START Page text

Viruses are simpler in comparison, consisting of only genetic material (DNA or RNA) encased in a protein shell, and are relatively straightforward compared to parasites. Plasmodium is a protozoan parasite and eukaryotic organism with multiple stages of development, each featuring different surface antigens. Plasmodium species that infect humans — P. falciparum, P. vivax, P. ovale, P. malariae, and P. knowlesi have unique characteristics, adding to the challenge of vaccine development.

The malaria parasite masters deception, outmanoeuvring the human immune system. Its greatest strength is antigenic variation, where it frequently changes its surface proteins, making it difficult for immune cells to recognise it and respond. Plasmodium follows an intracellular lifestyle, hiding within the liver and RBCs, shielding itself from immune surveillance. This ability to evade detection weakens the body’s ability to develop long-lasting immunity, making reinfection common. Adding to the challenge, malaria’s life cycle spans multiple stages across two hosts—humans and mosquitoes—requiring any potential vaccine to target several phases simultaneously. So when a vaccine is developed, the parasite’s genetic adaptability enables it to evolve resistance.

Fighting malaria is like trying to corner a cunning politician who changes allegiance and ideology, senses the public sentiment, and always stays ahead of the game to remain in power. Plasmodium has been perfecting this trick for 30 million years, adapting and evolving to ensure its survival. When scientists find a way to combat one strain, the parasite shifts tactics, altering its proteins and genetic structure to bypass immunity. The adaptability makes it difficult to develop a universal and long-lasting vaccine.

END Page text
START Provided material

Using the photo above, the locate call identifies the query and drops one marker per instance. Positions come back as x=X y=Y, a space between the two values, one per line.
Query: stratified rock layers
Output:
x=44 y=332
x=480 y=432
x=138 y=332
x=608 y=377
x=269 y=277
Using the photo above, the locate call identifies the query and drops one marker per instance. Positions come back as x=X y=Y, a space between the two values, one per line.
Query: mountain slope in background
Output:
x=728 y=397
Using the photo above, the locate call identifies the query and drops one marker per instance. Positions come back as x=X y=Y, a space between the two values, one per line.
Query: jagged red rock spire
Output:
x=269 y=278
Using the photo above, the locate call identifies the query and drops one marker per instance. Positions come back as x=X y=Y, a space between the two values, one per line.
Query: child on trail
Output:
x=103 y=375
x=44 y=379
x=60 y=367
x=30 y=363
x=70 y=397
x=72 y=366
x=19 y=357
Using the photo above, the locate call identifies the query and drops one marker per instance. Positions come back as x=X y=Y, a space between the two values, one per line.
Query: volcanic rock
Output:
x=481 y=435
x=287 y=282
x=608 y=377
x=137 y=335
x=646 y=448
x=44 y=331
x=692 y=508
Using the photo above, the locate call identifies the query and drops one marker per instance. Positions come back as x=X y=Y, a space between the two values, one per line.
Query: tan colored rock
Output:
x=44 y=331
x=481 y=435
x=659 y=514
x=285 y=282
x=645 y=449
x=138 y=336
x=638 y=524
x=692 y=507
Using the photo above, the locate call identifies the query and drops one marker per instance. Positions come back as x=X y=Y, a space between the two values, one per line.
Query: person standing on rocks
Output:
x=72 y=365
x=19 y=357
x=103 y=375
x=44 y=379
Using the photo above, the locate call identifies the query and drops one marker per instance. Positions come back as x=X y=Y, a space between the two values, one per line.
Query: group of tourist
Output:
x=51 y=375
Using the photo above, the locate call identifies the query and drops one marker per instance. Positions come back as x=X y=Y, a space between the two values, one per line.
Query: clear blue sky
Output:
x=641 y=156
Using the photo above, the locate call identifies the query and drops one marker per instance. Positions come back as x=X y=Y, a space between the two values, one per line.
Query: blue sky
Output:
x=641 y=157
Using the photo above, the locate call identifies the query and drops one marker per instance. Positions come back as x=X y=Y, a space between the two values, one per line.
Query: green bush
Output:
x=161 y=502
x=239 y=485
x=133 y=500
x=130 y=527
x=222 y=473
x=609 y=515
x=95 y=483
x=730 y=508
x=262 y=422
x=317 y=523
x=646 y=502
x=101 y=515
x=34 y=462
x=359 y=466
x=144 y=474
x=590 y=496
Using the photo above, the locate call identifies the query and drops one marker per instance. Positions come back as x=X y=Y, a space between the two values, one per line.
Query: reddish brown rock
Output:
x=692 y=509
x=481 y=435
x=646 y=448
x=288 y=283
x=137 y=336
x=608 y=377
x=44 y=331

END Provided material

• [What you need to do]:
1. List every Plasmodium species that the malaria text names as infecting humans.
2. Reproduce the malaria text from "Fighting malaria is" up to and including "and long-lasting vaccine.", switching "politician" to "general".

• [Answers to the problems]:
1. P. falciparum, P. vivax, P. ovale, P. malariae, P. knowlesi

2.
Fighting malaria is like trying to corner a cunning general who changes allegiance and ideology, senses the public sentiment, and always stays ahead of the game to remain in power. Plasmodium has been perfecting this trick for 30 million years, adapting and evolving to ensure its survival. When scientists find a way to combat one strain, the parasite shifts tactics, altering its proteins and genetic structure to bypass immunity. The adaptability makes it difficult to develop a universal and long-lasting vaccine.